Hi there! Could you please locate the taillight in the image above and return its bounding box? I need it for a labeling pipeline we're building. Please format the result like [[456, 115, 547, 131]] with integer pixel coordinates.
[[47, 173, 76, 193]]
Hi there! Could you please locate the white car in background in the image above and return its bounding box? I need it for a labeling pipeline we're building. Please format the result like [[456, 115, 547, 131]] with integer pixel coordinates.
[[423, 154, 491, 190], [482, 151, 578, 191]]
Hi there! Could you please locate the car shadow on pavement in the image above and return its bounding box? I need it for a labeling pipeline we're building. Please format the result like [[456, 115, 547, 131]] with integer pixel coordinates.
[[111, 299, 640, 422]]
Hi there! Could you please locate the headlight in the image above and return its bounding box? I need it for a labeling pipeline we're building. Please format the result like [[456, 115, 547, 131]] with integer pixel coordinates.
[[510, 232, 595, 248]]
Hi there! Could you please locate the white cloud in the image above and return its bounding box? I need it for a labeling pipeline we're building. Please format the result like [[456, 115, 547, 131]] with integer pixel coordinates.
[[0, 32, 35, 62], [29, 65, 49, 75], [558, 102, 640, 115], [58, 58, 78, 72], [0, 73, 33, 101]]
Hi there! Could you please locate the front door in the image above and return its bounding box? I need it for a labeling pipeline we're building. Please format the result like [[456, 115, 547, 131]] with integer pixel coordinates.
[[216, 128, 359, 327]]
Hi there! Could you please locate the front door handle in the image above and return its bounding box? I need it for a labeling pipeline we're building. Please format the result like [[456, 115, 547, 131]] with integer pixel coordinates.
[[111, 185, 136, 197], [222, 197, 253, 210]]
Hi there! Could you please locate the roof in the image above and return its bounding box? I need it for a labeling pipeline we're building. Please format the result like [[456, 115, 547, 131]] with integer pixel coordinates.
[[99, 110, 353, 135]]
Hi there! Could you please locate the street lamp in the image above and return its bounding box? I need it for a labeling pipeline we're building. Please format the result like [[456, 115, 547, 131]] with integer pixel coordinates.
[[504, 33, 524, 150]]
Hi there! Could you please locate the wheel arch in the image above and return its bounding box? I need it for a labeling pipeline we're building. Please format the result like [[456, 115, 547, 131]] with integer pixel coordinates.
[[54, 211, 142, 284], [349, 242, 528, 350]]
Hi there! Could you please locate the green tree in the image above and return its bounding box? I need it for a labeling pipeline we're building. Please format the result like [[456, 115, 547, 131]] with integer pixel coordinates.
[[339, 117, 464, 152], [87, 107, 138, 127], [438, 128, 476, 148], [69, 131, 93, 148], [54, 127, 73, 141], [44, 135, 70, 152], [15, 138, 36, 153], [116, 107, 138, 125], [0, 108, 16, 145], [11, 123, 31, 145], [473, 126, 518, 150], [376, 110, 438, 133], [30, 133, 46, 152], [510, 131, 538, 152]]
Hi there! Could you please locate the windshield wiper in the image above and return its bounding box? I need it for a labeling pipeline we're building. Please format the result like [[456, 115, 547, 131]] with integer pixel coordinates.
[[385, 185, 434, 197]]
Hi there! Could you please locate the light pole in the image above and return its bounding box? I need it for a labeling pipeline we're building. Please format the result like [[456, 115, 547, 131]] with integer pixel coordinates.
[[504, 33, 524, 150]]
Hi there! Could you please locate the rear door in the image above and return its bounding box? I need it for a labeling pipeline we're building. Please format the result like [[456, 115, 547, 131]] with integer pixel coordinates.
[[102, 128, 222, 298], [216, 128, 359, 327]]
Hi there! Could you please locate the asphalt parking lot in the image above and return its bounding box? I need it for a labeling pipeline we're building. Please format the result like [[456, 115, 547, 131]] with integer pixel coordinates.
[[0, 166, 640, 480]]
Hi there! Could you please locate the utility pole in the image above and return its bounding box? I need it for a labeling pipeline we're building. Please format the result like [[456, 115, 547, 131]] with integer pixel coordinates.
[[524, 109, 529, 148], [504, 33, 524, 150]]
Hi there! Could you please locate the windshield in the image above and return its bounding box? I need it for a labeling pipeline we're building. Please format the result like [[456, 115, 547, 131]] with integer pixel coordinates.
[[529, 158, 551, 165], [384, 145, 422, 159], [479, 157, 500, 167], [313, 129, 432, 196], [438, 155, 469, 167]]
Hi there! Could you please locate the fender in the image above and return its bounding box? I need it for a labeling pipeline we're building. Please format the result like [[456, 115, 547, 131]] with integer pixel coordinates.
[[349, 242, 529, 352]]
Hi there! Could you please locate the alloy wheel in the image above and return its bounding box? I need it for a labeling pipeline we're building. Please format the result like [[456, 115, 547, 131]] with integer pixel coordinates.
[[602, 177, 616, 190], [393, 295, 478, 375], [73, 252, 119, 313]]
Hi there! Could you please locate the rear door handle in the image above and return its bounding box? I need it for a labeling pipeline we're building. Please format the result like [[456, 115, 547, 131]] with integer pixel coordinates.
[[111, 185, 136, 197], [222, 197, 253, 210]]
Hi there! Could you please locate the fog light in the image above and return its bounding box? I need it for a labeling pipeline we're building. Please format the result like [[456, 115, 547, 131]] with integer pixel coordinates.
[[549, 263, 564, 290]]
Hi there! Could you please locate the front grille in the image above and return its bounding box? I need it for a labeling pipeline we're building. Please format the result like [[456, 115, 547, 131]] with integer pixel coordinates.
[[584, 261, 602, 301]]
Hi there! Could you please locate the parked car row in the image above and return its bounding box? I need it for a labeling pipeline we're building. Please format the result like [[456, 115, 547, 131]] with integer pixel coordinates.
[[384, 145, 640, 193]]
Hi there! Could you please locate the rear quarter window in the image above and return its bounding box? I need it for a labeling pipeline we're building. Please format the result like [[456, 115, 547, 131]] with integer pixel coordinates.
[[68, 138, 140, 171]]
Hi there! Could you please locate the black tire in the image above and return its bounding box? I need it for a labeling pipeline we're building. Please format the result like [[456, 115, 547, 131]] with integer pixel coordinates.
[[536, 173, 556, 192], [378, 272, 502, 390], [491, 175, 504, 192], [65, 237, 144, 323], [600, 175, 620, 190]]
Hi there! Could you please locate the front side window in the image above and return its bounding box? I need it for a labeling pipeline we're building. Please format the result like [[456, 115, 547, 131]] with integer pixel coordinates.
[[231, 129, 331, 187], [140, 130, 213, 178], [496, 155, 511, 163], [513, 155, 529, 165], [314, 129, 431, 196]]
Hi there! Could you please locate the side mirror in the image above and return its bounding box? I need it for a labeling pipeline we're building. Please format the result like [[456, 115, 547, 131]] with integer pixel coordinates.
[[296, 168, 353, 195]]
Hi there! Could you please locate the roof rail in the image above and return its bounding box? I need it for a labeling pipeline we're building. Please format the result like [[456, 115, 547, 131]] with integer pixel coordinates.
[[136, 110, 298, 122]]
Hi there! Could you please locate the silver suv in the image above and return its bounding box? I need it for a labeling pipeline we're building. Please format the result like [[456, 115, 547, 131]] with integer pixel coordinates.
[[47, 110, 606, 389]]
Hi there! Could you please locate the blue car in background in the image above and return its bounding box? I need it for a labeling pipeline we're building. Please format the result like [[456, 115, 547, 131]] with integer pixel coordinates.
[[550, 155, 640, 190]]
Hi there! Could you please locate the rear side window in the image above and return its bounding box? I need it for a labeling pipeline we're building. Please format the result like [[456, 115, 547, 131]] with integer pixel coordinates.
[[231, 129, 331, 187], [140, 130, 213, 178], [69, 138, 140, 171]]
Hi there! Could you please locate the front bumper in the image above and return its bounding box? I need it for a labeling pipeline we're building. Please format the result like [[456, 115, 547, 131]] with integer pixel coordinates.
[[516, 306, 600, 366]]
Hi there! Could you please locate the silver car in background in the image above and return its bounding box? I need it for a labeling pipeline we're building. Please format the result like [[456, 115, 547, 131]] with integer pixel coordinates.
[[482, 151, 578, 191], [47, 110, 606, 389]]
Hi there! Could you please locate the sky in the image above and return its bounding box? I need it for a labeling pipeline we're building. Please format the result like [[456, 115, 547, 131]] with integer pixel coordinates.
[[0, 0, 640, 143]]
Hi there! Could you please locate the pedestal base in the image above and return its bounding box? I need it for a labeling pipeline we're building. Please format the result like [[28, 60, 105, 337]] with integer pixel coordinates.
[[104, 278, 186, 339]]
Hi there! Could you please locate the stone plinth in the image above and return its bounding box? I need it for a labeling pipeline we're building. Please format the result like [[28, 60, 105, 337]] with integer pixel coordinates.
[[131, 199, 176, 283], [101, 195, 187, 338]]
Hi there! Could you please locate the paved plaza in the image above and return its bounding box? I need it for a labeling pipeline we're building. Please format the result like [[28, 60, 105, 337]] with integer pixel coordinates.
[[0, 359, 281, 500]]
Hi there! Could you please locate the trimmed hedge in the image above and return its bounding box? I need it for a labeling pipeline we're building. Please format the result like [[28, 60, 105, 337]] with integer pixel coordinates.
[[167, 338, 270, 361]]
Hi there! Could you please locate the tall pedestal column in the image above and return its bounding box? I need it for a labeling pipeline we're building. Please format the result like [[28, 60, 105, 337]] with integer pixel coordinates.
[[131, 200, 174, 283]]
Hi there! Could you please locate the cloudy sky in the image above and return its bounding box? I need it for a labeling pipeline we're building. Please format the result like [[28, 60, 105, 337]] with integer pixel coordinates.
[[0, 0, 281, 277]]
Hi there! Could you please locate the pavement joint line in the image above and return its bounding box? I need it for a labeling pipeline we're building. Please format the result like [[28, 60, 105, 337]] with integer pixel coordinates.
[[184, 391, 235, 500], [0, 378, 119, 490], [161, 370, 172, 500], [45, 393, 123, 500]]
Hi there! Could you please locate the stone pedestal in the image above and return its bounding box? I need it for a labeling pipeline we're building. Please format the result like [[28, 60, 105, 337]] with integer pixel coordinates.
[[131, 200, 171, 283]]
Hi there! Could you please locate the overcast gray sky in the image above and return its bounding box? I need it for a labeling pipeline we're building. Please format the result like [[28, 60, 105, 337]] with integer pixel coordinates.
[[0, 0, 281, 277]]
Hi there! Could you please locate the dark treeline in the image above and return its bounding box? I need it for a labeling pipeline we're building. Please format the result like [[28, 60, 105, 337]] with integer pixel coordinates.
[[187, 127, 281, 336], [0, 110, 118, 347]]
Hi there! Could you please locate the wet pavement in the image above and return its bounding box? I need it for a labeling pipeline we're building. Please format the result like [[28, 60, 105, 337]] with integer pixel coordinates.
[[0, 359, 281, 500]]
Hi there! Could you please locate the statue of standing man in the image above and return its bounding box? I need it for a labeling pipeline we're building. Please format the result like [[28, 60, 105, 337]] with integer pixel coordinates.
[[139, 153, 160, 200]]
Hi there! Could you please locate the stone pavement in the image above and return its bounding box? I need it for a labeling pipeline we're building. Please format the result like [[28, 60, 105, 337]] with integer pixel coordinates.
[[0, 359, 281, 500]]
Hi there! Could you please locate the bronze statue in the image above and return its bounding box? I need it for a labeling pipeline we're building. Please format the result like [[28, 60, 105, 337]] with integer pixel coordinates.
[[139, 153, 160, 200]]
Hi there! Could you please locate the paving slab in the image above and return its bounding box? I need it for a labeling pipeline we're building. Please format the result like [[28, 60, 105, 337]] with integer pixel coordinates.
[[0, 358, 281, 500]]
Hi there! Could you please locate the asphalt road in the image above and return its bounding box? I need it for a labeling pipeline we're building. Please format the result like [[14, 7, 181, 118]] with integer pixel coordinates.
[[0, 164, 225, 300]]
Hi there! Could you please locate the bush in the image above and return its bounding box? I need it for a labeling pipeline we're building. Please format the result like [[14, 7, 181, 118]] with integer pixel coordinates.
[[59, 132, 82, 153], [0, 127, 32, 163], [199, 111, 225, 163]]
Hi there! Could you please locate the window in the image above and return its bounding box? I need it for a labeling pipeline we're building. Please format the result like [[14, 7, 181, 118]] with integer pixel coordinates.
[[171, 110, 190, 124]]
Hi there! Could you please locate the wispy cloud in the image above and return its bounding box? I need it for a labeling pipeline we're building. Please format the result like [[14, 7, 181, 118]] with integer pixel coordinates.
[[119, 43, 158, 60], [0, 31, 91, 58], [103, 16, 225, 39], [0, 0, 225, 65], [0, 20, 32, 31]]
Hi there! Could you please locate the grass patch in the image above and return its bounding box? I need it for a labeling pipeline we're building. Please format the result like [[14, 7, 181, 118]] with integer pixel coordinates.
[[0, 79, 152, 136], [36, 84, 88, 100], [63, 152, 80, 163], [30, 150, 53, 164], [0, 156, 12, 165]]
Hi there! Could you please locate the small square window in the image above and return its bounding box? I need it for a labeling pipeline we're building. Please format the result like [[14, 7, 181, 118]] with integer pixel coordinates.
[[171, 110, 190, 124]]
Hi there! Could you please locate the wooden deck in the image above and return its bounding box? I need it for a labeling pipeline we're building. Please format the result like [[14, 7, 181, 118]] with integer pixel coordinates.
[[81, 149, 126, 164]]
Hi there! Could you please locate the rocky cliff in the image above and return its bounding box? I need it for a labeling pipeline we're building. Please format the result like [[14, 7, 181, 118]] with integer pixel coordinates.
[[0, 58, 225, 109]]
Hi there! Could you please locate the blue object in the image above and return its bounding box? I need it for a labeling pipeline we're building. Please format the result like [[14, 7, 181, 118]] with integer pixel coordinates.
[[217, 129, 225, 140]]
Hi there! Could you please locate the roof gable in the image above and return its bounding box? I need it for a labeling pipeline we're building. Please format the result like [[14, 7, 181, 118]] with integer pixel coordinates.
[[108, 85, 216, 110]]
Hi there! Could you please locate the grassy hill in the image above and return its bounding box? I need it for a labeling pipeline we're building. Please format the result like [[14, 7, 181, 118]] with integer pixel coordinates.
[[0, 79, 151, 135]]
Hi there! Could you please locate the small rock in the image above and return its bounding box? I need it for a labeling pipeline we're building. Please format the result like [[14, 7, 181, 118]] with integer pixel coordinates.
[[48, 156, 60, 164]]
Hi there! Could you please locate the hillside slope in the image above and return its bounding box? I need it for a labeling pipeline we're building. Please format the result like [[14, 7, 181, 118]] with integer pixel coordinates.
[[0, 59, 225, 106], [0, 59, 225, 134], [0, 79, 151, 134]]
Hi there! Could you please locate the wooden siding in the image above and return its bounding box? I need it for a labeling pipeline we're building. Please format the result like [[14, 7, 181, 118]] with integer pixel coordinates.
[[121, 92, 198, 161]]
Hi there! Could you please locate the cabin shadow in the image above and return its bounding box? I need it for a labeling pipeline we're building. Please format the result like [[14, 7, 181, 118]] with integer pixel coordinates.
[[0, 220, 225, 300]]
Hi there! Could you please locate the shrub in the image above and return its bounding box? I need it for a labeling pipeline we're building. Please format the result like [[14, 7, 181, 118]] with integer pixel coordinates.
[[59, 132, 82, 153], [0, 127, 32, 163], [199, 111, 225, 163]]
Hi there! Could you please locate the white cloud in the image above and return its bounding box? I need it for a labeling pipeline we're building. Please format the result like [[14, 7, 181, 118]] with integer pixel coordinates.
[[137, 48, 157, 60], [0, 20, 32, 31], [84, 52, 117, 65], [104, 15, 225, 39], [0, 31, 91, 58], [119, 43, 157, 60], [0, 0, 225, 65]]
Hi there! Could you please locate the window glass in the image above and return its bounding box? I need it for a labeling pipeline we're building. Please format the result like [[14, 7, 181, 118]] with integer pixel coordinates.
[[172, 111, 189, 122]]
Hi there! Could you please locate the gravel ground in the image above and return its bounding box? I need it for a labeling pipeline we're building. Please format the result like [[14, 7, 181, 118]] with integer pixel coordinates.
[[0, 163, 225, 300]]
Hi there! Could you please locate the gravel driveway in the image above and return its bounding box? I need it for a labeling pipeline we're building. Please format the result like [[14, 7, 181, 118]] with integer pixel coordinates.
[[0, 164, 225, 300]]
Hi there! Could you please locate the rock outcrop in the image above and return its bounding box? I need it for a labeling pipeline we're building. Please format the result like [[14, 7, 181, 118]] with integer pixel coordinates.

□ □ □ □ □ □ □

Objective =>
Arrange as a numbered list the lines of the records between the line containing "Hi there! Could you please locate the parked" and the line containing "[[384, 145, 640, 193]]", inclusive, and omit any blank lines.

Written response =>
1. Hi there! Could you please locate the parked car row in the image above and return its bounding box? I need it for a labeling pipeline we're building. Please format the result like [[456, 115, 547, 131]] with integer pixel coordinates.
2. [[384, 145, 640, 193]]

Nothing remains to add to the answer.